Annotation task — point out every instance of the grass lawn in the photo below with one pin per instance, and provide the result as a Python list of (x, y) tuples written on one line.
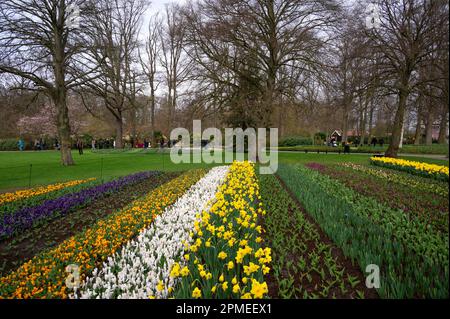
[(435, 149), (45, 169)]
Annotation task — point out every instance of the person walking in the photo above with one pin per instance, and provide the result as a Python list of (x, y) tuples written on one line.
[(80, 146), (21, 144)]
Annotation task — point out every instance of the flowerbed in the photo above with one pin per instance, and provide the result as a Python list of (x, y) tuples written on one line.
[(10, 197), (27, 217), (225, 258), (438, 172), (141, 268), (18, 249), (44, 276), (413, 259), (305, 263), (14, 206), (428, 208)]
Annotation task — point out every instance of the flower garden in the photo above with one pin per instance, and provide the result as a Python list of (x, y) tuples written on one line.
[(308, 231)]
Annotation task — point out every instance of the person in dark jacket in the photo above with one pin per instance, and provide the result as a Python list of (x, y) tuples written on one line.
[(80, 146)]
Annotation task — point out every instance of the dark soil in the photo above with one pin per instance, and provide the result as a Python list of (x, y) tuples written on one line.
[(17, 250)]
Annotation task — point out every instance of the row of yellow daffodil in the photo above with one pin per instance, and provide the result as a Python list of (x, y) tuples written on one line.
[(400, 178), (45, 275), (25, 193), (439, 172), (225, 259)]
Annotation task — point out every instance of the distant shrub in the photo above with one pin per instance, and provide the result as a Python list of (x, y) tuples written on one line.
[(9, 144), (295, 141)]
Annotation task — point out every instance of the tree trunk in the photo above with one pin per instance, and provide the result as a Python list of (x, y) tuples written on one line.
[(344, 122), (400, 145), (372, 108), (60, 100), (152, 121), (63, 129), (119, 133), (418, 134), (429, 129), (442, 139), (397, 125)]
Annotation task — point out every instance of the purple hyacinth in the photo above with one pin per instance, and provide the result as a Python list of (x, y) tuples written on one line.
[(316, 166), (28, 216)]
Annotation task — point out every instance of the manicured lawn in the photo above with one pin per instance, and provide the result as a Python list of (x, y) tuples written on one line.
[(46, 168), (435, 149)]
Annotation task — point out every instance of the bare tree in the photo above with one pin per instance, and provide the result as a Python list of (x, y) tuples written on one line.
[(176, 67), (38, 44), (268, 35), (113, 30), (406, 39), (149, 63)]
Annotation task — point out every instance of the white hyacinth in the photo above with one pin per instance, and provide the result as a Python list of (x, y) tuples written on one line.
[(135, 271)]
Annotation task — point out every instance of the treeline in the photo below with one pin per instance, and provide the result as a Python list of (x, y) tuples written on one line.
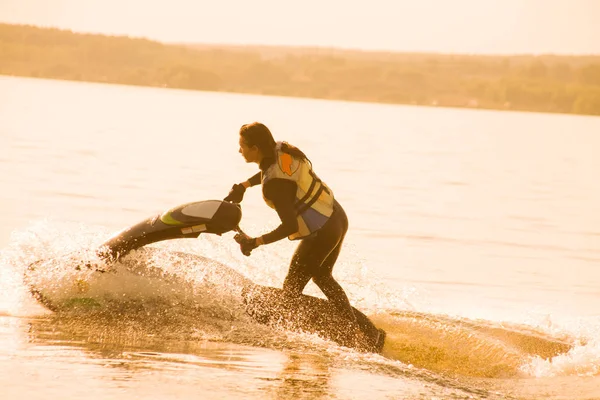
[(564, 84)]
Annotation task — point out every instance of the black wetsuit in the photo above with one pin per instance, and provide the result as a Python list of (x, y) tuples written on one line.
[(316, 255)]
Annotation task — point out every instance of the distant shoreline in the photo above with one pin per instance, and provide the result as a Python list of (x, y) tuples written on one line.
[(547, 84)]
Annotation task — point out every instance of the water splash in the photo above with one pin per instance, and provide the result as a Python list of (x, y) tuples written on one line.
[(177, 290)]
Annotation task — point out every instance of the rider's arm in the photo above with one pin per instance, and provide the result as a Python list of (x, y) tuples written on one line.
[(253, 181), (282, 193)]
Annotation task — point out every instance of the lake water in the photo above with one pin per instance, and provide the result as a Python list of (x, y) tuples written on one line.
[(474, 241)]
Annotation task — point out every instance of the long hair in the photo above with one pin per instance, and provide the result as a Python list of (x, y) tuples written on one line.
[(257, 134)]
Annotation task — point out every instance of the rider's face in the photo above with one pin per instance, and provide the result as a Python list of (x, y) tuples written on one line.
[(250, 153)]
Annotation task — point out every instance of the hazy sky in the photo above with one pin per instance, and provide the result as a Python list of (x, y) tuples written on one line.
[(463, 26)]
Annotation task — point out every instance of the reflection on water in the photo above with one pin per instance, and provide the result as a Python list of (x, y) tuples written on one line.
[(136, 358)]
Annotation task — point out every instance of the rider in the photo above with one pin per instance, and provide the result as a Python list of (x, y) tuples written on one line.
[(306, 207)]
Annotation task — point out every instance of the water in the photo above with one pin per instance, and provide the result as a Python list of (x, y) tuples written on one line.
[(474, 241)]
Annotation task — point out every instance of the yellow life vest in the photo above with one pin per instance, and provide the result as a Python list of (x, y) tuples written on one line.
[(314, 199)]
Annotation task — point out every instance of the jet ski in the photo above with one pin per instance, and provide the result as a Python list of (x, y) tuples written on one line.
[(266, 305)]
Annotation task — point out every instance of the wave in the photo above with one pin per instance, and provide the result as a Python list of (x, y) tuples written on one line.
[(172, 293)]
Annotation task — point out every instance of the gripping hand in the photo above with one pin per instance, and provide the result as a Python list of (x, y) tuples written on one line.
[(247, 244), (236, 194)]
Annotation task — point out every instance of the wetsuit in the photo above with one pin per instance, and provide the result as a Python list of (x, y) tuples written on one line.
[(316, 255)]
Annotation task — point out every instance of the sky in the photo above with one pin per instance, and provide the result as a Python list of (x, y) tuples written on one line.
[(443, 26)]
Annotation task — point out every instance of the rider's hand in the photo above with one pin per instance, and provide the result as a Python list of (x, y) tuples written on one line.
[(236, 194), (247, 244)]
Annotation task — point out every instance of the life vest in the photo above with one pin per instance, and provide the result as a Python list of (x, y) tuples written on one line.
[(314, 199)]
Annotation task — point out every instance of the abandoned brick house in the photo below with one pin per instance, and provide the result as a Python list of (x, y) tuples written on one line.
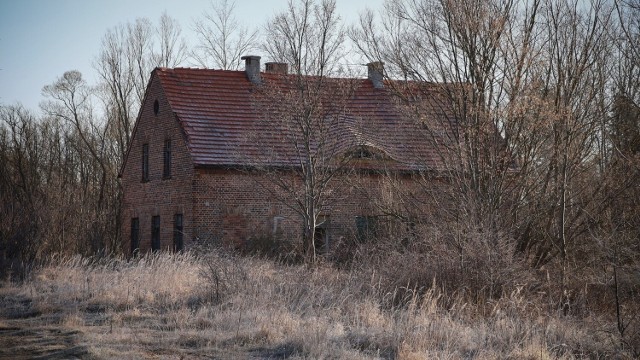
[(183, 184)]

# Your instructions
Lay out all of the material above as a numbered list, skipping blank lines and leaving out the pictures.

# Output of the exercise
1. Annotation task — point out every instance of the grass lawn in the photo below with one pin per instance, and provide the result as a Python list of (x, y) tuples written on one line.
2. [(435, 149), (45, 169)]
3. Annotation task — point out every instance of the person walking in the photo above with one pin per instance, and provide the result as a Python list of (x, y) tuples written on one line.
4. [(80, 146), (21, 144)]
5. Annotation task — point out every instance of the flowerbed in the photo above with one pin per instance, and provide the result as a Python list of (x, y) tuples written on one line.
6. [(10, 197), (27, 217), (225, 258), (438, 172), (141, 268), (18, 249), (44, 276), (413, 259), (305, 263), (14, 206), (428, 208)]
7. Annotation task — point out every instance of the flower garden in the photo above with one pin per instance, and provide the result as a Python list of (x, y) tuples written on one line.
8. [(308, 231)]
9. Annotation task — point out every instance of the person in dark jacket in the photo above with one pin per instance, and provide the result as a Python list of (x, y) tuples written on one line.
10. [(80, 146)]
11. Annotation task — point out every instance of the dark soil in the photo above with one pin per instance, and provide the result as a Python list of (x, y) tuples written on one line.
12. [(17, 250)]
13. Annotation task — point out every instance of the row of yellow daffodil in the photo above with one pin per instance, and provide the result as a Python list of (x, y) tuples written on one line.
14. [(400, 178), (45, 275), (25, 193), (439, 172), (225, 259)]
15. Annotation task — point out every instance of the distant shrub in the photo above with one pin per instance, and provide the result as a Python list of (x, y) tuples written on one line.
16. [(9, 144), (295, 141)]
17. Annotation task — point out every instance of the tree trunk in the photo above with one pin per instance, and provide the result as a Python list of (x, y) tuples written on one line.
18. [(344, 122), (400, 145), (372, 108), (60, 100), (152, 121), (63, 129), (119, 133), (418, 134), (429, 129), (442, 139), (397, 125)]
19. Annotation task — point out every instance of the purple hyacinth in the photo above with one pin per instance, and provide the result as a Python list of (x, y) tuples written on one line.
20. [(316, 166), (28, 216)]
21. Annotation task — point out every instance of the manicured lawn in the photo above with one pin per instance, and provide the result as a Python list of (x, y) tuples written on one line.
22. [(46, 168), (435, 149)]
23. Annotation task — point out every instance of the bare tree in the photo above with one pin per instance, and provide the result as a Python list of (x, y) tuples written on one line.
24. [(176, 67), (38, 44), (268, 35), (113, 30), (406, 39), (149, 63)]
25. Annotation task — point out every instance of the white hyacinth in the photo above with one pin per instance, and provide the result as a Python list of (x, y) tuples written on one line.
26. [(135, 271)]
27. Annotation task — point out every instance of the treeline in the photo below with one pin per instance, and provide the result as a Python list of (x, y) tuples written on one line.
28. [(564, 84)]
29. Annotation task — point out every instance of the black wetsuit in the photo above with one pin per instance, and provide the result as a Python list of (x, y) tuples written on one line.
30. [(316, 255)]
31. Annotation task — point out every instance of the distant shoreline in the photo above with one pin per instance, and provide the result as a Python list of (x, y) tuples written on one line.
32. [(547, 84)]
33. Annotation task — point out every instance of the water splash in the photo above with one pin per instance, and provide the result as a Python list of (x, y) tuples written on one line.
34. [(177, 290)]
35. Annotation task — point out every instance of the rider's arm in the photo above with one pin per instance, and provide the result as a Python list of (x, y) tuples written on one line.
36. [(253, 181), (282, 193)]
37. Annotation task — point out every instance of the lake water in the photo above with one pin per instance, and provide the result as a Python list of (x, y) tuples written on one line.
38. [(474, 241)]
39. Annotation task — point out every instance of the long hair in the photo above with one pin per instance, and provide the result as a Python list of (x, y) tuples written on one line.
40. [(257, 134)]
41. Annotation task — point out every instance of the rider's face in the photo above with one pin per instance, and provide the result as a Python list of (x, y) tuples written on one line.
42. [(250, 153)]
43. Annotation task — point out every instance of the hazy sky in the photo above with one pin per instance, and provide the result as a Python list of (x, y) tuples written on one line.
44. [(463, 26)]
45. Annotation task — point out every instance of the reflection on water in the photo above with one pin per instance, and provide the result as a Python list of (x, y) tuples written on one line.
46. [(136, 358)]
47. Annotation task — point out every instance of the rider in the photo above with one pin per instance, and provide the result as a Python list of (x, y) tuples written on one line.
48. [(306, 207)]
49. Annotation task — point out every instance of the water in the photo above with one pin per instance, and provide the result as a Python list of (x, y) tuples written on one line.
50. [(474, 241)]
51. Annotation task — point out every instance of the yellow life vest in the photo above with one pin per instance, and provide the result as a Python list of (x, y) tuples written on one line.
52. [(314, 199)]
53. Annotation task — point out every instance of the jet ski in the photo above with one pin per instance, and provide the result as a Python list of (x, y) tuples written on one line.
54. [(266, 305)]
55. Annotation task — point out every instance of the wave in the photo above with one pin per instance, and provide the result as a Python list of (x, y) tuples written on one line.
56. [(172, 293)]
57. Annotation task — point out every instance of the gripping hand in the photo above with one pin per instance, and provide the result as a Python list of (x, y) tuples written on one line.
58. [(247, 244), (236, 194)]
59. Annotation task — point out every instance of the wetsuit in the photo above with one pin per instance, and provide the result as a Python list of (x, y) tuples written on one line.
60. [(316, 255)]
61. Annotation task — point out every instance of the sky in the photo above with one pin per instance, and provide the result as a Python list of (x, y) tuples written on one line.
62. [(443, 26)]
63. Annotation task — point out every instance of the rider's hand in the photo above with one pin per instance, and provide the result as a Python list of (x, y) tuples written on one line.
64. [(236, 194), (247, 244)]
65. Annotation task — point out every instance of the life vest in the photo above with one pin per instance, and provide the result as a Python list of (x, y) tuples written on one line.
66. [(314, 199)]
67. Annotation task — point out every instance of the abandoned brick house in the photo below with one pin per instance, and provide the result as a Python list of (x, y) tuples written on one line.
68. [(183, 184)]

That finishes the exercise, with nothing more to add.